Babak Baru: Korupsi E-KTP Seret SBY dan Putri Megawati

Babak Baru:  Korupsi E-KTP Seret SBY dan Putri Megawati

Melansir viva.co.id -Kasus korupsi Kartu Tanda Penduduk Elektronik yang kini masih bergulir di Pengadilan Tindak Pidana Korupsi, Jakarta Pusat, memasuki babak baru. Dua nama besar, lebih besar dari nama-nama sebelumnya, ikut terseret perkara yang merugikan negara sebesar Rp2,3 triliun tersebut.

Pertama adalah Ketua Umum Partai Demokrat yang juga Presiden RI ke-6, Susilo Bambang Yudhoyono. Dan kedua, putri dari Ketua Umum Partai Demokrasi Indonesia Perjuangan, yang juga Presiden RI ke-5, Megawati Soekarnoputri, Puan Maharani.

Awal mula penyebutan nama SBY berasal dari pengakuan mantan Pimpinan Badan Anggaran DPR dari Fraksi Demokrat, Mirwan Amir, pada Kamis, 25 Januari 2018. Saat itu adalah persidangan terdakwa Setya Novanto yang merupakan mantan Ketua DPR dan Ketua Umum Partai Golkar.

◆ ◆ ◆ ◆ ◆

Lanjutkan berita tentang kasus korupsi e-KTP di atas, mulai dari setelah kalimat terakhirnya.

__Cuplikan Data__:
◆ ◆ ◆ ◆ ◆

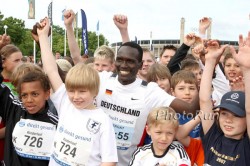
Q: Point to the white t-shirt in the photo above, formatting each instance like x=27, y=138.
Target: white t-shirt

◆ ◆ ◆ ◆ ◆

__Hasil Tugas__:
Tim penasihat hukum Novanto menanyakan kepada Mirwan Amir, apakah ada kaitan proyek e-KTP dengan partai pemenang pemilu. Mirwan kemudian mengakui proyek tersebut adalah proyek yang diusulkan pemerintah saat itu. Loyalis Anas Urbaningrum yang kini pindah ke Partai Hanura itu mengaku pernah meminta Presiden SBY menghentikan proyek pengadaan e-KTP. Namun, permintaan itu ditolak oleh SBY.

Menurut Mirwan, ketika itu dia mendengar informasi dari pengusaha Yusnan Solihin, bahwa ada masalah di dalam pelaksanaan proyek e-KTP. Informasi itu kemudian disampaikan kepada SBY saat ada kegiatan di kediaman SBY di Cikeas, Jawa Barat. Namun, menurut Mirwan, SBY menolak menghentikan proyek e-KTP yang sedang berlangsung. Alasannya, saat itu menjelang pelaksanaan pemilihan kepala daerah.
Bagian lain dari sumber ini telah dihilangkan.